-- START Supplied data --

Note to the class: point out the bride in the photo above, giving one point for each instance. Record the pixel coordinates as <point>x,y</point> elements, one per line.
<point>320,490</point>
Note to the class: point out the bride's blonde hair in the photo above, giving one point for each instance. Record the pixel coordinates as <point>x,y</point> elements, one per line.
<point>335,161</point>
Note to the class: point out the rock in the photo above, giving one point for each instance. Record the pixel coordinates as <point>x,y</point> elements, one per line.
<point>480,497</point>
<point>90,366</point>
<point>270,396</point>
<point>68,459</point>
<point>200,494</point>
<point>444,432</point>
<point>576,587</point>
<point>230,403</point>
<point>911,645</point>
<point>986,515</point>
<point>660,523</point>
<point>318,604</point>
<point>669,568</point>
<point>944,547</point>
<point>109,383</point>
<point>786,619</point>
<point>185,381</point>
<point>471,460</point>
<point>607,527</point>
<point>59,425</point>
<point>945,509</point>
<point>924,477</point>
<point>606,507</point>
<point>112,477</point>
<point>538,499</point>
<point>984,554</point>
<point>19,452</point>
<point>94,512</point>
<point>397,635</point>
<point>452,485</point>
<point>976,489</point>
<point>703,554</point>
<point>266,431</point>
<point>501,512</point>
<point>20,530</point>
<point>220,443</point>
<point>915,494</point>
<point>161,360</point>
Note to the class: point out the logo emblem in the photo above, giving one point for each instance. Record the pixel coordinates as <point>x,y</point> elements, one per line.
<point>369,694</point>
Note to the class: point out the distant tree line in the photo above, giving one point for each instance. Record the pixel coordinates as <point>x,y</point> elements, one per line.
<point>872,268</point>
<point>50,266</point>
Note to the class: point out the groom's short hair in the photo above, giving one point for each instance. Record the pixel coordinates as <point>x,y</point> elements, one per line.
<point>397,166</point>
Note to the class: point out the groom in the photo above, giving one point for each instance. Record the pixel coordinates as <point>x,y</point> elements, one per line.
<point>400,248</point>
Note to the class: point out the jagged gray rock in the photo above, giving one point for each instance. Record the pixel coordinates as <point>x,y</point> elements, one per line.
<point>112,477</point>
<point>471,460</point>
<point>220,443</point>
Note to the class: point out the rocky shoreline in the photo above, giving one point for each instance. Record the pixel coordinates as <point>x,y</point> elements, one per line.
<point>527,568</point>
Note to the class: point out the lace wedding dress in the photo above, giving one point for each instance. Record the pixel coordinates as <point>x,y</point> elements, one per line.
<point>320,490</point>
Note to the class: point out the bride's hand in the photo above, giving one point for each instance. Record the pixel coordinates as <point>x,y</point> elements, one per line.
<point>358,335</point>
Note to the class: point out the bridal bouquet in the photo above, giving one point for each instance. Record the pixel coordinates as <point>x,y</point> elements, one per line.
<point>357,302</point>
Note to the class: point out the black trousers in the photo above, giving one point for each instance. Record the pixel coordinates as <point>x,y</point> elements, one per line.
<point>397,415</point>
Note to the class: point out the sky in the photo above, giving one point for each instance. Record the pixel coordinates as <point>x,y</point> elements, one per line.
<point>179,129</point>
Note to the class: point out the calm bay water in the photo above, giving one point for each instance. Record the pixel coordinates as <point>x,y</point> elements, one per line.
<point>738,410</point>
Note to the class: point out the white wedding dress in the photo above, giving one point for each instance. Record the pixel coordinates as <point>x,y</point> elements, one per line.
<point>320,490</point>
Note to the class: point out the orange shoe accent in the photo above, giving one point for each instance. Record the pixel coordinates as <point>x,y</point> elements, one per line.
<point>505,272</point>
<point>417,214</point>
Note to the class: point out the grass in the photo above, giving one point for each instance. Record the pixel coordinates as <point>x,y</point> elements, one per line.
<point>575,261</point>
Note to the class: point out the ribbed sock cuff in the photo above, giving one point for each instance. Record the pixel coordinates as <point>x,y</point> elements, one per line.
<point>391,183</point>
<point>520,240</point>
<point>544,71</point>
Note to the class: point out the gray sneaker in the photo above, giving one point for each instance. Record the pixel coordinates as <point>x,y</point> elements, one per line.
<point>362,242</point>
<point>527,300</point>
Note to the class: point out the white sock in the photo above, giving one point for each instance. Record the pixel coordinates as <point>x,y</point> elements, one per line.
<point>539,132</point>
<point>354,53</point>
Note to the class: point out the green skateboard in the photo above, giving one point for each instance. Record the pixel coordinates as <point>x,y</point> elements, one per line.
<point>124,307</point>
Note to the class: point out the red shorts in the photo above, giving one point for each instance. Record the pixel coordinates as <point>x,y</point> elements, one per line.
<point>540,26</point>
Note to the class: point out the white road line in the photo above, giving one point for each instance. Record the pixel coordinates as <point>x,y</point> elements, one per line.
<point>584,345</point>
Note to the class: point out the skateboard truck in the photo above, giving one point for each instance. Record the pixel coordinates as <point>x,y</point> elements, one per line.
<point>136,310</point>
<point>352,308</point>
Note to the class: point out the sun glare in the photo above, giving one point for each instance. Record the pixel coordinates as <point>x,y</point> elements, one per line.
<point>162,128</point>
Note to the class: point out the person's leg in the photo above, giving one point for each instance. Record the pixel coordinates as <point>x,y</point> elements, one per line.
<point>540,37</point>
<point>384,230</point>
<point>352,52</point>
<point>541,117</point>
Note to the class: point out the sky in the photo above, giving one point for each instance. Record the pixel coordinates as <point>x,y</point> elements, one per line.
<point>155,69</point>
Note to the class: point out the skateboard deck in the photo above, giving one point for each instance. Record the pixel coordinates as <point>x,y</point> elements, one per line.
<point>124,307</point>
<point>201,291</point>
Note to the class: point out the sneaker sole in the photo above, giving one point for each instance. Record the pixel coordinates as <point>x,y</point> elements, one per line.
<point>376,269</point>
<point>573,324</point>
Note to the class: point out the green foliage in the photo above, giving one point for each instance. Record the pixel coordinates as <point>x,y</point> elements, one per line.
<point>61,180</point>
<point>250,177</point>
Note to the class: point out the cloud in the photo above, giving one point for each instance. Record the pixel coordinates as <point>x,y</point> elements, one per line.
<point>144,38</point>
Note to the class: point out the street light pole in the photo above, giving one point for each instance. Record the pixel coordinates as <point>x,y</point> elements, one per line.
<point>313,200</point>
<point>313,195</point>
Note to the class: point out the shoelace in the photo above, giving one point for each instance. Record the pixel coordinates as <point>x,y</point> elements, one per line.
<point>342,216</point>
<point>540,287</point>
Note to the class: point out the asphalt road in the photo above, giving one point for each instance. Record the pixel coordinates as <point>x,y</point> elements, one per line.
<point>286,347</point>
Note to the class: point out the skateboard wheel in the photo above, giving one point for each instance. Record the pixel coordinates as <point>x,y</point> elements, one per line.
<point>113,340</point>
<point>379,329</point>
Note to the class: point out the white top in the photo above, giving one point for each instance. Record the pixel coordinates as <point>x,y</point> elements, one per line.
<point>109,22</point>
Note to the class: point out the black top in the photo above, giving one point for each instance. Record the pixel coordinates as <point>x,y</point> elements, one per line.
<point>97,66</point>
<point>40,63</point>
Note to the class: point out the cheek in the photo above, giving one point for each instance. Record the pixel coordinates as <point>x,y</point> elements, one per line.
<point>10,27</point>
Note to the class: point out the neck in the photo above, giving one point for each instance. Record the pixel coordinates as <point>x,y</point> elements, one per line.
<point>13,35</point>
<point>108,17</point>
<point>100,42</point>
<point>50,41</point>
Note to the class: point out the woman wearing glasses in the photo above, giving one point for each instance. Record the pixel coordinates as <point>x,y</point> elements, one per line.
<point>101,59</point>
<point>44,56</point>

-- END Supplied data --

#### [Requirement]
Extract every line of the records above word for word, leaving none out.

#### [Solution to this task]
Note to the class: point out the bride in the photo above, giving one point for each instance. Record the pixel coordinates as <point>x,y</point> elements, one per line.
<point>320,490</point>
Note to the class: point out the bride's blonde hair in the photo above, giving one point for each instance. Record the pixel coordinates as <point>x,y</point> elements, one per line.
<point>335,161</point>
Note to the class: point out the rock in the photo above, giving one point for each instance. Record the pixel coordinates as <point>x,y</point> elements, one per line.
<point>480,497</point>
<point>90,366</point>
<point>270,396</point>
<point>68,459</point>
<point>200,494</point>
<point>444,432</point>
<point>576,587</point>
<point>230,403</point>
<point>911,645</point>
<point>986,515</point>
<point>660,523</point>
<point>318,604</point>
<point>669,568</point>
<point>944,547</point>
<point>109,383</point>
<point>786,619</point>
<point>185,381</point>
<point>471,460</point>
<point>607,527</point>
<point>59,425</point>
<point>945,509</point>
<point>924,477</point>
<point>606,507</point>
<point>112,477</point>
<point>538,499</point>
<point>984,554</point>
<point>19,452</point>
<point>94,512</point>
<point>397,635</point>
<point>452,485</point>
<point>976,489</point>
<point>703,554</point>
<point>266,431</point>
<point>501,512</point>
<point>20,530</point>
<point>220,443</point>
<point>915,494</point>
<point>161,360</point>
Note to the class: point out the logo emblem in the photo above, giving one point for each instance. Record the pixel coordinates as <point>x,y</point> elements, one per line.
<point>369,694</point>
Note to the class: point out the distant tree line in the photo above, giving one point for each instance. Record the pixel coordinates as <point>x,y</point> elements, one per line.
<point>872,268</point>
<point>50,266</point>
Note to the class: point out the groom's short hair in the photo above, giving one point for each instance. Record the pixel coordinates as <point>x,y</point> elements, one per line.
<point>397,166</point>
Note to the class: point out the groom in the photo above, giving one point for each instance. Record the pixel coordinates as <point>x,y</point> elements, one per line.
<point>400,248</point>
Note to the class: point out the jagged gray rock in the photo above, giving one point for each instance. Record the pixel coordinates as <point>x,y</point> elements, one per line.
<point>112,477</point>
<point>471,460</point>
<point>220,443</point>
Note to the class: point out the rocky shoreline in the photo above, giving one point for each instance. Record the pixel coordinates as <point>x,y</point> elements, one per line.
<point>527,568</point>
Note to the class: point out the lace wedding dress in the photo above, giving one point for each instance. Record the pixel coordinates as <point>x,y</point> elements, one per line.
<point>320,490</point>
Note to the class: point out the bride's hand in the photo above, giving one point for each instance. Record the pixel coordinates as <point>x,y</point> elements, one per line.
<point>358,335</point>
Note to the class: point out the bridal bouquet in the photo above, giving one point for each instance. Record the pixel coordinates as <point>x,y</point> elements, one per line.
<point>357,302</point>
Note to the class: point out the black trousers in the photo above, giving one point for each instance. Record the pixel coordinates as <point>x,y</point> elements, one per line.
<point>397,415</point>
Note to the class: point out the sky in the photo above, giving one point for each instance. Record the pixel coordinates as <point>x,y</point> elements, one per line.
<point>179,129</point>
Note to the class: point out the calm bay water in the photo above, giving one point for each instance. Record the pixel coordinates as <point>x,y</point> elements, one per line.
<point>738,410</point>
Note to the class: point out the white wedding dress in the photo above, giving one point for each instance. Record the pixel coordinates as <point>x,y</point> elements, one per line.
<point>320,490</point>
Note to the class: point out the orange shoe accent in the photo above, giving one point for each instance. Record the pixel coordinates as <point>x,y</point> elements, one per line.
<point>505,272</point>
<point>417,214</point>
Note to the class: point out the grass in the photo above, giving one point for each instance. Record the pixel coordinates as <point>x,y</point> elements, one per line.
<point>575,261</point>
Note to the class: point out the ribbed sock cuff in the photo above, giving one point for each instance. Record the pixel coordinates as <point>x,y</point> elements, one per line.
<point>391,183</point>
<point>520,240</point>
<point>544,71</point>
Note to the class: point out the gray sneaker in the photo above, giving one point for each instance. Record the pixel coordinates as <point>x,y</point> elements, one per line.
<point>362,242</point>
<point>527,300</point>
Note to the class: point out the white sock in the photo above, giving one point for each instance. Record the pixel coordinates as <point>x,y</point> elements, one per line.
<point>539,132</point>
<point>354,53</point>
Note to the class: point out the green skateboard in the photo above, giving one point for each instance. Record the pixel coordinates as <point>x,y</point> elements, one per line.
<point>124,307</point>
Note to the class: point out the red shorts in the photo above, giving one point for each instance. Record the pixel coordinates as <point>x,y</point> elements, one per line.
<point>540,26</point>
Note to the class: point out the white road line in the photo above, giving one point for each instance. Record the pixel coordinates as <point>x,y</point> elements, one per line.
<point>584,345</point>
Note to the class: point out the skateboard truck in the photo above, giving one point for each instance. Record the pixel coordinates as <point>x,y</point> elements, one per line.
<point>136,310</point>
<point>352,308</point>
Note to the class: point out the sun glare in the photo above, giving one point for each instance. Record the pixel coordinates as <point>x,y</point> elements, one per line.
<point>162,128</point>
Note to the class: point out the person's leg in the photo above, giving one point for each instance. Record the pixel coordinates as <point>x,y</point> elements, one per line.
<point>540,37</point>
<point>384,230</point>
<point>352,52</point>
<point>541,117</point>
Note to the class: point out the sky in the photo above, giving one point for each instance. Record the pixel coordinates as <point>x,y</point> elements, one per line.
<point>155,69</point>
Note to the class: point out the skateboard deck in the photo above, giving one point for each instance. Record the pixel coordinates as <point>x,y</point> elements, one per line.
<point>124,307</point>
<point>201,291</point>
Note to the class: point out the sneaker sole in the photo above, giving one point for each instance. Record the pixel coordinates as <point>x,y</point> elements, one per line.
<point>376,269</point>
<point>573,324</point>
Note to the class: point out the green foliage in the photo above, giving one point for each instance. Record the pixel coordinates as <point>x,y</point> elements, one per line.
<point>61,180</point>
<point>250,177</point>
Note to the class: point out the cloud in the photo above, giving one point for each instance. Record the pixel coordinates as <point>x,y</point> elements, one per line.
<point>144,38</point>
Note to the class: point out the street light pole in the photo above, giving one point for each instance. Record the pixel coordinates as <point>x,y</point> elements, one per line.
<point>313,200</point>
<point>313,195</point>
Note to the class: point out the shoelace in the photo above, giving one point for each instance. Record the pixel coordinates as <point>x,y</point> elements, one per line.
<point>342,216</point>
<point>540,287</point>
Note to the class: point out the asphalt road in the photo above, giving one point for each instance. Record the pixel coordinates as <point>x,y</point> elements, one per line.
<point>286,347</point>
Note to the class: point out the skateboard wheel in the photo above, giving one point for each instance. Record the pixel coordinates as <point>x,y</point> elements, one per line.
<point>113,340</point>
<point>379,329</point>
Note to the class: point out the white top in the photo above, giving one point for each instance. Record the pixel coordinates as <point>x,y</point> elements, one per line.
<point>109,22</point>
Note to the class: point out the black top in the photo above, giving one point for each instance. Record the pixel coordinates as <point>x,y</point> elements, one per line.
<point>97,66</point>
<point>40,63</point>
Note to the class: point out the cheek in the photo above, giving one point for each instance. Record the pixel coordinates as <point>x,y</point> elements, one per line.
<point>10,27</point>
Note to the class: point out the neck in the photo above, giving one point for each instance. Record the pixel coordinates as <point>x,y</point> elements, one per line.
<point>13,35</point>
<point>108,17</point>
<point>100,42</point>
<point>50,41</point>
Note to the class: point out the woman wearing glasses in the photo above, giving one point for each instance. Record the pixel coordinates as <point>x,y</point> elements, one per line.
<point>101,59</point>
<point>44,56</point>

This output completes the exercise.